== Tasks to carry out ==
**A.** According to the t-SNE and UMAP page, which three research areas have these algorithms been widely applied to?
**B.** Copy the t-SNE and UMAP page word for word, starting at "Data visualization with" and ending at "as the algorithms.".

== Source passage ==
Choose Language Hide Translation Bar
MJ
Staff MJ
Staff

Data visualization with t-SNE and UMAP

Description

Recently, non-linear dimension-reduction and visualization algorithms, most notably t-Distributed Stochastic Neighbor Embedding (t-SNE) and uniform manifold approximation and projection (UMAP), have been widely applied to various research areas such as image processing, text mining, and genomics. This Add-in provides access to both t-SNE and UMAP R packages. It offers a user-friendly interface enabling data table navigation, data quality control, sparsity handling, intuitive parameterization, and interactive results interpretation.

 

Usage Example

Here is a screenshot of the interface with MNIST data loaded. Under Model Specifications, I selected the label column as Label and all the pixels as predictors. I chose both t-SNE and UMAP as the algorithms.

== Extracted records ==
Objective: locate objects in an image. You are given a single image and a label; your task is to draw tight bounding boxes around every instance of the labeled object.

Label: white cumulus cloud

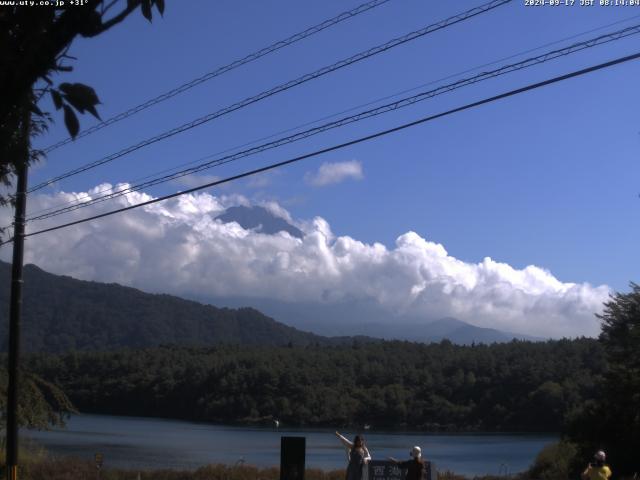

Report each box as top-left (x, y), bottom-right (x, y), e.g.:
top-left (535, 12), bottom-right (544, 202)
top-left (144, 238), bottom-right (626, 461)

top-left (0, 185), bottom-right (609, 337)
top-left (305, 160), bottom-right (364, 187)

== Exercise solutions ==
**A.** Image processing, text mining, and genomics.

**B.**
Data visualization with t-SNE and UMAP

Description

Recently, non-linear dimension-reduction and visualization algorithms, most notably t-Distributed Stochastic Neighbor Embedding (t-SNE) and uniform manifold approximation and projection (UMAP), have been widely applied to various research areas such as image processing, text mining, and genomics. This Add-in provides access to both t-SNE and UMAP R packages. It offers a user-friendly interface enabling data table navigation, data quality control, sparsity handling, intuitive parameterization, and interactive results interpretation.

 

Usage Example

Here is a screenshot of the interface with MNIST data loaded. Under Model Specifications, I selected the label column as Label and all the pixels as predictors. I chose both t-SNE and UMAP as the algorithms.